Weight loss surgery: up to two million could benefit
Up to two million people in England could be eligible for weight loss surgery, experts say.
Bariatric surgery, such as the fitting of gastric bands, can cut the risk of death from obesity-related problems such as heart disease and diabetes.
Although the treatment has been growing in popularity, only 8,000 people a year are currently receiving it. However, researchers from Imperial College London believe more than five per cent of the adult population would qualify for it. Researchers tested how many were actually eligible by looking at the health of nearly 9,500 people, the Journal of the Royal Society of Medicine reported. However, they acknowledge that if it were carried out in such huge numbers it would have significant financial implications for the NHS.
Bariatric surgery, also known as weight loss surgery, is used as a last resort to treat people who are dangerously obese and carrying an excessive amount of body fat. This type of surgery is only available on the NHS to treat people with potentially life-threatening obesity when other treatments haven’t worked. This is defined as having a body mass index (BMI) of 40 or above or having a BMI of 35 or above plus another serious health condition such as type 2 diabetes or high blood pressure.
The two most common types of weight loss surgery are:
• Gastric band, where a band is used to reduce the size of the stomach so a smaller amount of food is required to make someone feel full
• Gastric bypass, where the digestive system is re-routed past most of the stomach so less food is digested to make someone feel full.
Depending on the complexity of the procedure and the care required after surgery, NHS England says bariatric surgery costs can vary between £3,000 and £11,505. Gastric band surgery is cheaper than gastric bypass surgery, which is a more complicated and risky operation.
Guidelines recommend that bariatric surgery be offered to the morbidly obese and those who are not quite morbidly obese but already have other problems, such as heart disease and high blood pressure.
Lead researcher Dr Sonia Saxena said: “Despite clear guidelines outlining who can undergo such surgery with the NHS, and evidence that these procedures are cost-effective in the long run, less than 1% of those eligible have weight loss surgery each year. This raises questions about why more procedures are not currently being carried out.”
The researchers said there were several reasons why the rates of surgery were so low. One theory was that the socio-economic groups most likely to need the treatment – the lowest ones – were the ones who made the least use of healthcare services. The researchers said another barrier was that people might be struggling to make the lifestyle improvements required before having surgery.
Sharon Bates, who underwent bariatric surgery, commented: “Life is much easier physically as well as mentally”.
Access to treatment may also be being restricted as budgets are squeezed. While the numbers having the surgery have increased threefold in five years, there was actually a small dip in the number of patients last year.
Tam Fry, of the National Obesity Forum, said: “The failure to provide appropriate bariatric surgery is a disgrace, the worse so since the surgery pays for itself in two to three years”.

**WHAT YOU WILL DO:**
**A)** In the article on weight loss surgery, reproduce the stretch from "The researchers said there" through "patients last year.", changing "budgets" to "funds".
**B)** Summarize the article on weight loss surgery in two sentences.

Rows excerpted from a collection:
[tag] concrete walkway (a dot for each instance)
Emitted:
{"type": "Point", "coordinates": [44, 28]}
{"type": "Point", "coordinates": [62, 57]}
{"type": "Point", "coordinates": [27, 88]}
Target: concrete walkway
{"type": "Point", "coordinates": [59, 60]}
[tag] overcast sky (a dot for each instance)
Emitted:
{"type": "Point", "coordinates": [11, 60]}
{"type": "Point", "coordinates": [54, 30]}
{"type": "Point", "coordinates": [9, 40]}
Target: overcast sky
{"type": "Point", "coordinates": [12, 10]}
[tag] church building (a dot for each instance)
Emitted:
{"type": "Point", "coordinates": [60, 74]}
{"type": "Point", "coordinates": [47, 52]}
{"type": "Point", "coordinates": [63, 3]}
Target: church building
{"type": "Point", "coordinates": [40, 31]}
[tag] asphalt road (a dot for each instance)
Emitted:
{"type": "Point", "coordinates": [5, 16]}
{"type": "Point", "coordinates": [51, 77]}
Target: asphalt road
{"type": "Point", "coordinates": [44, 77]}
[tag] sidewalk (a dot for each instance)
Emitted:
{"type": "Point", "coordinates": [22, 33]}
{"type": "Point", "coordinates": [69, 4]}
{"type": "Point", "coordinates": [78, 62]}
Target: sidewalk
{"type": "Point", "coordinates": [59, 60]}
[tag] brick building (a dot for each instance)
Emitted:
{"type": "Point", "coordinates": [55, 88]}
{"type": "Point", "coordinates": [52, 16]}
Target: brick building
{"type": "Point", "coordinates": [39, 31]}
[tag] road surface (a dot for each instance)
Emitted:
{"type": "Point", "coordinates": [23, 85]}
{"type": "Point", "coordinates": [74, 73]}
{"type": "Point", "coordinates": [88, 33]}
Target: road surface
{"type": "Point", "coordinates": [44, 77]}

**SOLUTIONS TO EACH TASK:**
**A)**
The researchers said there were several reasons why the rates of surgery were so low. One theory was that the socio-economic groups most likely to need the treatment – the lowest ones – were the ones who made the least use of healthcare services. The researchers said another barrier was that people might be struggling to make the lifestyle improvements required before having surgery.
Sharon Bates, who underwent bariatric surgery, commented: “Life is much easier physically as well as mentally”.
Access to treatment may also be being restricted as funds are squeezed. While the numbers having the surgery have increased threefold in five years, there was actually a small dip in the number of patients last year.

**B)** Researchers from Imperial College London believe up to two million people in England could be eligible for bariatric surgery, yet only about 8,000 people a year receive it, which is less than 1% of those eligible. Possible reasons include low use of healthcare services by the poorest groups, difficulty making the required lifestyle changes, and restricted access as budgets are squeezed.